__TASK DETAILS__. List every person mentioned by name in the interview excerpt about mentorship below.

__STUDY TEXT__.

Aside from being really granular about the content I consume, there have been teachers who really lifted me up. Sometimes I think we mistake mentorship as having to have one particular look but it’s really about the people along your journey that “speak life into you.” Coming from a Pentecostal religious background, that phrase means something. Without the likes of Andrew Ward and Kay Brough (my former English teachers), honestly? I think my spirit of interrogation wouldn’t have been what is today. Thinking about what that means especially in the context of Black girlhood and the ways that Richard Williams, for instance, was so adamant about protecting that fire in his daughters, I don’t take the urgency of that lightly when I speak to other young Black aspiring writers.
As I mentioned, since leaving college, I’ve been a part of initiatives such as Jose Solis’ BIPOC Critics Lab in partnership with the Kennedy Center, Creative Mentor Network’s ‘Break The Wall 21, and Women in Journalism’s Junior Mentorship Scheme—the latter two are UK-based programmes aimed at breaking down the barriers of access within the creative industries. All of which I applied to realising the importance of having those relationships if I was to ever sustain a career of my own. I’ve been so fortunate to have the ear of people finding creative solutions in their own respective lanes who’ve really pushed me along in my own journey this past year.
I’d like to credit Callum Tyler (who, again, I was assigned to as part of CMN’s ‘Break The Wall ‘21’ initiative)—a brilliant senior creative copywriter, former radio person and Scot whose really been a grounding presence as I’ve been finding my way. Despite us working in different parts of the creative sector, we’ve been able to find a comfortable middle-ground where I’ve learnt a lot about the process of pitching, what it means to fulfil briefs from start to finish and we’ve been able to work through some of my anxieties about codeswitching, masking and workplace politics. Also, I just think it’s been really wonderful to talk frankly about some of the unique concerns that come with being Northern creatives; those pockets of safety and recognition are really important.
Read the full interview with Vuyokazi here.

__PROVIDED DATA__.
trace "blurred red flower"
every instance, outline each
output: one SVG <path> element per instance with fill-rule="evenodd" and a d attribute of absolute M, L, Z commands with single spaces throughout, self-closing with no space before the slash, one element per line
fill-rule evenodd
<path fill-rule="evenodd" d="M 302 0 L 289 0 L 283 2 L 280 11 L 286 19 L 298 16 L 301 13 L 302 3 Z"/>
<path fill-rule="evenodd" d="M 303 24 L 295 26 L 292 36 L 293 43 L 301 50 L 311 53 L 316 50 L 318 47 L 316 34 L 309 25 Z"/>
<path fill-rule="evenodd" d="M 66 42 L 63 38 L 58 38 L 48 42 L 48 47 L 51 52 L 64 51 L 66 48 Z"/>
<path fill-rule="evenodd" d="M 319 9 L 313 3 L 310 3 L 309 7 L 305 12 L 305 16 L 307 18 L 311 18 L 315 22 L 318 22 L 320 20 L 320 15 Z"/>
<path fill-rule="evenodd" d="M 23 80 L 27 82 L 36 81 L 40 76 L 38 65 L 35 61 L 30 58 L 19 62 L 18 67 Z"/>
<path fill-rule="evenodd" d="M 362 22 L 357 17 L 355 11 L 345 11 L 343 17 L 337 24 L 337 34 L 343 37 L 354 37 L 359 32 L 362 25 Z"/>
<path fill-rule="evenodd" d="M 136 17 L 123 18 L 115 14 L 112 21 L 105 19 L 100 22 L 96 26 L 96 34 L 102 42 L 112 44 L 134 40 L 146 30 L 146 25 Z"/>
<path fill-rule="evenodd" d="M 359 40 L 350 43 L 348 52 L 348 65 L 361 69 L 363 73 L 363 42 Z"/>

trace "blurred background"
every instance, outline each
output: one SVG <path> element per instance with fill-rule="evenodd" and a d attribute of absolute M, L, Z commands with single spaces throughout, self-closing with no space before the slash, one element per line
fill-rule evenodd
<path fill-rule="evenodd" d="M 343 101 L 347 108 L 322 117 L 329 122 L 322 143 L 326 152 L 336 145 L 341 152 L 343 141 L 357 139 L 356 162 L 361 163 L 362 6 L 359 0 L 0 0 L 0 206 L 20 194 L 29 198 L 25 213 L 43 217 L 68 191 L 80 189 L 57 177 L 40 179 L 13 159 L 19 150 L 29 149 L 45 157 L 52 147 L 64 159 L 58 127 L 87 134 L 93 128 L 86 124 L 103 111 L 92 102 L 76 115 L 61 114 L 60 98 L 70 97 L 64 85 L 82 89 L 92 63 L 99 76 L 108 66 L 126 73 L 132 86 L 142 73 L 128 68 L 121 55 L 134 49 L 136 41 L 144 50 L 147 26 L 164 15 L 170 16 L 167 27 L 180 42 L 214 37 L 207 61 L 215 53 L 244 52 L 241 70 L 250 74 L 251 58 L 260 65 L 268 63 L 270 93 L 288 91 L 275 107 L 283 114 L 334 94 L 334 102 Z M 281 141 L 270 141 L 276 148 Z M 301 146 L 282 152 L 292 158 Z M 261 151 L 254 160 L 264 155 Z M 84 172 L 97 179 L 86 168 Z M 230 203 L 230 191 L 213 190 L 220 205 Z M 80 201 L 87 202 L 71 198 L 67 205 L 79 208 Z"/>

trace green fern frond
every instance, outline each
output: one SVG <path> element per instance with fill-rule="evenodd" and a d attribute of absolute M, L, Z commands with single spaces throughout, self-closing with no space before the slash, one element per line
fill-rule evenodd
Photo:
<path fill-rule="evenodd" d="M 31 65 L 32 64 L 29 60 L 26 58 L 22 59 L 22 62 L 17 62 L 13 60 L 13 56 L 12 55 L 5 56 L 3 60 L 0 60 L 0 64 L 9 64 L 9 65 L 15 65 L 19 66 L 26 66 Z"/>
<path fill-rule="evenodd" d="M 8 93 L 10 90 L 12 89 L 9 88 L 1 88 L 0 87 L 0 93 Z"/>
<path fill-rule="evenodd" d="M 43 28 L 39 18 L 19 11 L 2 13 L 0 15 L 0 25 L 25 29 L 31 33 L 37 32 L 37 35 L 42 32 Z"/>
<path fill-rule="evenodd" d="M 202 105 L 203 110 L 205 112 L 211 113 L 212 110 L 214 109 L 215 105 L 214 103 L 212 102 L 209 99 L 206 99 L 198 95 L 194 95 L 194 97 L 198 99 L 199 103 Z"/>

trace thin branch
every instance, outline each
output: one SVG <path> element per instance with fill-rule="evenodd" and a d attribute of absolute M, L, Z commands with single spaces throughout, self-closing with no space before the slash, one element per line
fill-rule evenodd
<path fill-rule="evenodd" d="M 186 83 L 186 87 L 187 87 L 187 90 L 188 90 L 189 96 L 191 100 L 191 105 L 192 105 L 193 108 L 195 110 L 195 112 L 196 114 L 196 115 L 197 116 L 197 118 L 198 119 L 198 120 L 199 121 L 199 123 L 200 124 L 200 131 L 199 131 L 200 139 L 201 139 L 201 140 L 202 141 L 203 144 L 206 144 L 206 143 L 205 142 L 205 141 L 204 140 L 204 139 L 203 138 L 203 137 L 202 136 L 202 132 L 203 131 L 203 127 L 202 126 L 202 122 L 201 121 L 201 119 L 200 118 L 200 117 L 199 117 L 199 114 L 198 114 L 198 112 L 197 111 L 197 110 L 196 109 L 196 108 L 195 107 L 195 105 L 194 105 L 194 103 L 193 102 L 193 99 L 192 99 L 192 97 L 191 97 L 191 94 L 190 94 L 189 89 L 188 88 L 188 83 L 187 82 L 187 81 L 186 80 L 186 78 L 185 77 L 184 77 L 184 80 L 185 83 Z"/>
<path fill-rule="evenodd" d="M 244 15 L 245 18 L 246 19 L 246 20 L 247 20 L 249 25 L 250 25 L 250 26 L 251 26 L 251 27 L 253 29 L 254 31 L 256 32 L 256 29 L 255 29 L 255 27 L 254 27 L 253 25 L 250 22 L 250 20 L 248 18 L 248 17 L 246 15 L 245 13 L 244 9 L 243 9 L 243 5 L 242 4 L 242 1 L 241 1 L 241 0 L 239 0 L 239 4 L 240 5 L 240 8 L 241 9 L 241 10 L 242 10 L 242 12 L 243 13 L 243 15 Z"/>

__OUTPUT__.
Andrew Ward
Kay Brough
Richard Williams
Jose Solis
Callum Tyler
Vuyokazi